(Stored records)
=-=-=-=-=

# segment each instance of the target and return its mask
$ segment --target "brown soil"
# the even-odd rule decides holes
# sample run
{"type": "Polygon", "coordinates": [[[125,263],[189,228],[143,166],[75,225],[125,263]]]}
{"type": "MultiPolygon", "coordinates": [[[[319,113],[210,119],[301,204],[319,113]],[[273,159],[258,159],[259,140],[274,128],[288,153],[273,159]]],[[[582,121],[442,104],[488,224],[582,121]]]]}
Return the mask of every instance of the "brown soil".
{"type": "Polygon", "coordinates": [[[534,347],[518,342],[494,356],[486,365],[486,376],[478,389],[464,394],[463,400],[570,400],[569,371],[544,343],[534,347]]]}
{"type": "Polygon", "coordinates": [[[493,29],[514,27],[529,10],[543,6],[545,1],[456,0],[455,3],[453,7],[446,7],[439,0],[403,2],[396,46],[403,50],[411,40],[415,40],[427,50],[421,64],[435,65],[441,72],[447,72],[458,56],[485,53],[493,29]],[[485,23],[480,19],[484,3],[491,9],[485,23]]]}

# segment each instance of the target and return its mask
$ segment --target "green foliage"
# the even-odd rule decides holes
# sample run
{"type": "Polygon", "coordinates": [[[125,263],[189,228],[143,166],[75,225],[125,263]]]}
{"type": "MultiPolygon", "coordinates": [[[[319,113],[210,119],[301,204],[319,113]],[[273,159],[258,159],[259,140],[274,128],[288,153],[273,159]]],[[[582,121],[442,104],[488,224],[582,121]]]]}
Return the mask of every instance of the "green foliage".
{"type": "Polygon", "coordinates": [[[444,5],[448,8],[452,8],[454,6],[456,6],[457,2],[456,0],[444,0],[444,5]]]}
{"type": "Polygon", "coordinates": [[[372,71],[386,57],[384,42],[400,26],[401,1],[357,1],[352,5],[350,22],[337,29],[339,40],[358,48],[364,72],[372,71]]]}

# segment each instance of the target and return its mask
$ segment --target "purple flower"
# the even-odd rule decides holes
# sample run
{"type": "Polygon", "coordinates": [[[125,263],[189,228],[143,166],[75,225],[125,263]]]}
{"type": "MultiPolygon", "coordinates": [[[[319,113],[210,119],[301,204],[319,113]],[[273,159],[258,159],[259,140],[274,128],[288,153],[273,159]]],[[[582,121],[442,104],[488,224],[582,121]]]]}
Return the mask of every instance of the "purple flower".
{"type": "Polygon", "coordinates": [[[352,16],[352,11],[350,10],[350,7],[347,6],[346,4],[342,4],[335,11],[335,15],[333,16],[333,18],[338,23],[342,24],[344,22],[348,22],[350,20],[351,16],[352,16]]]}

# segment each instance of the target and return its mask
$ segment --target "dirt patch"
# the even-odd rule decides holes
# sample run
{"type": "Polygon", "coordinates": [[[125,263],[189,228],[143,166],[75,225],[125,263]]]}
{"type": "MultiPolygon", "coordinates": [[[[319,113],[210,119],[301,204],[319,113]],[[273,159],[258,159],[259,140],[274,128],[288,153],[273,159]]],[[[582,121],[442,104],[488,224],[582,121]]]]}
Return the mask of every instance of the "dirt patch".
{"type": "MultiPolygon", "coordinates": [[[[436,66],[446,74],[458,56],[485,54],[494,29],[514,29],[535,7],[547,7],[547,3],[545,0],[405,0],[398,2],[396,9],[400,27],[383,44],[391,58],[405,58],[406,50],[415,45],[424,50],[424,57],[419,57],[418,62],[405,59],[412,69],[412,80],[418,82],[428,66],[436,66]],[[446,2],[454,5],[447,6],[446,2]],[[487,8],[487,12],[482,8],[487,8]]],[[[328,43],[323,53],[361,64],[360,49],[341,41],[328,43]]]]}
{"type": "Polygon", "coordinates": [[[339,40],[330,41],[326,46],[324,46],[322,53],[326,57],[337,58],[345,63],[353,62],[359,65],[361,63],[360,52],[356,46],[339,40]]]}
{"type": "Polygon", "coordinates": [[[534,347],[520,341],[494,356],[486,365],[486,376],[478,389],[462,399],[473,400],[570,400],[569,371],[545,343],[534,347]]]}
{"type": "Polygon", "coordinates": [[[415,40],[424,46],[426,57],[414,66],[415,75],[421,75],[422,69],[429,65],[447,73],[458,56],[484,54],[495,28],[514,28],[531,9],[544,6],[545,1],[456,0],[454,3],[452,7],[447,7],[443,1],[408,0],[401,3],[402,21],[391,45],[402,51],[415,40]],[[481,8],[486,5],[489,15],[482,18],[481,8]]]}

=-=-=-=-=

Task -
The records above should be restated word for word, please.

Exercise output -
# segment each instance of the target and return its mask
$ segment --target "brown soil"
# the even-odd rule decides holes
# sample run
{"type": "Polygon", "coordinates": [[[125,263],[189,228],[143,166],[75,225],[125,263]]]}
{"type": "MultiPolygon", "coordinates": [[[[319,113],[210,119],[301,204],[319,113]],[[273,159],[258,159],[259,140],[274,128],[288,153],[273,159]]],[[[582,121],[442,104],[488,224],[582,121]]]]}
Return the mask of every instance of the "brown soil".
{"type": "Polygon", "coordinates": [[[534,347],[518,342],[494,356],[486,365],[486,376],[478,389],[464,394],[463,400],[570,400],[569,371],[544,343],[534,347]]]}
{"type": "Polygon", "coordinates": [[[493,29],[514,27],[529,10],[543,6],[545,1],[456,0],[455,3],[453,7],[446,7],[439,0],[403,2],[396,46],[403,50],[411,40],[415,40],[427,50],[421,64],[435,65],[441,72],[447,72],[458,56],[485,53],[493,29]],[[485,23],[480,19],[484,3],[491,9],[485,23]]]}

# segment each instance of the target and return its mask
$ segment --target "green foliage"
# the even-odd rule decides holes
# sample run
{"type": "Polygon", "coordinates": [[[125,263],[189,228],[143,166],[75,225],[125,263]]]}
{"type": "MultiPolygon", "coordinates": [[[[319,113],[210,119],[301,204],[319,113]],[[273,159],[258,159],[259,140],[274,128],[288,153],[273,159]]],[[[582,121],[442,104],[488,224],[582,121]]]]}
Return the mask of every instance of the "green foliage".
{"type": "Polygon", "coordinates": [[[444,5],[448,8],[452,8],[454,6],[456,6],[457,2],[456,0],[444,0],[444,5]]]}
{"type": "Polygon", "coordinates": [[[372,71],[386,57],[384,42],[400,26],[401,1],[357,1],[352,5],[350,22],[337,29],[339,40],[358,48],[364,72],[372,71]]]}

# segment each instance of the target and return its mask
$ segment --target "purple flower"
# the even-odd rule decides holes
# sample run
{"type": "Polygon", "coordinates": [[[125,263],[189,228],[143,166],[75,225],[125,263]]]}
{"type": "MultiPolygon", "coordinates": [[[[319,113],[210,119],[301,204],[319,113]],[[273,159],[258,159],[259,140],[274,128],[288,153],[273,159]]],[[[582,121],[442,104],[488,224],[582,121]]]]}
Return the mask of every instance of the "purple flower".
{"type": "Polygon", "coordinates": [[[352,16],[352,11],[350,10],[350,7],[347,6],[346,4],[342,4],[335,11],[335,15],[333,16],[333,18],[338,23],[342,24],[344,22],[348,22],[350,20],[351,16],[352,16]]]}

# segment each instance of the target and return its mask
$ segment --target "dirt patch"
# the even-odd rule decides holes
# sample run
{"type": "Polygon", "coordinates": [[[125,263],[189,228],[143,166],[75,225],[125,263]]]}
{"type": "MultiPolygon", "coordinates": [[[[319,113],[210,119],[301,204],[319,113]],[[273,159],[258,159],[259,140],[274,128],[288,153],[273,159]]],[[[582,121],[442,104],[488,224],[582,121]]]]}
Return the mask of every instance of the "dirt patch".
{"type": "MultiPolygon", "coordinates": [[[[436,66],[446,74],[458,56],[485,54],[494,29],[514,29],[535,7],[547,7],[547,3],[545,0],[405,0],[398,2],[396,9],[400,27],[383,44],[391,58],[405,58],[406,50],[415,45],[424,50],[424,57],[419,57],[418,62],[405,59],[412,69],[412,80],[418,82],[428,66],[436,66]],[[446,2],[454,5],[447,6],[446,2]],[[487,8],[487,12],[482,8],[487,8]]],[[[328,43],[323,53],[361,64],[360,49],[341,41],[328,43]]]]}
{"type": "Polygon", "coordinates": [[[339,40],[330,41],[326,46],[324,46],[322,53],[326,57],[337,58],[345,63],[353,62],[359,65],[361,63],[360,52],[356,46],[339,40]]]}
{"type": "Polygon", "coordinates": [[[534,347],[520,341],[494,356],[486,365],[486,376],[478,389],[462,399],[473,400],[570,400],[569,371],[545,343],[534,347]]]}
{"type": "Polygon", "coordinates": [[[415,40],[424,46],[426,57],[414,66],[415,75],[421,75],[422,69],[429,65],[447,73],[458,56],[484,54],[495,28],[514,28],[531,9],[544,6],[545,1],[456,0],[454,3],[452,7],[447,7],[443,1],[408,0],[401,3],[402,21],[391,45],[402,51],[415,40]],[[481,8],[486,5],[489,15],[482,18],[481,8]]]}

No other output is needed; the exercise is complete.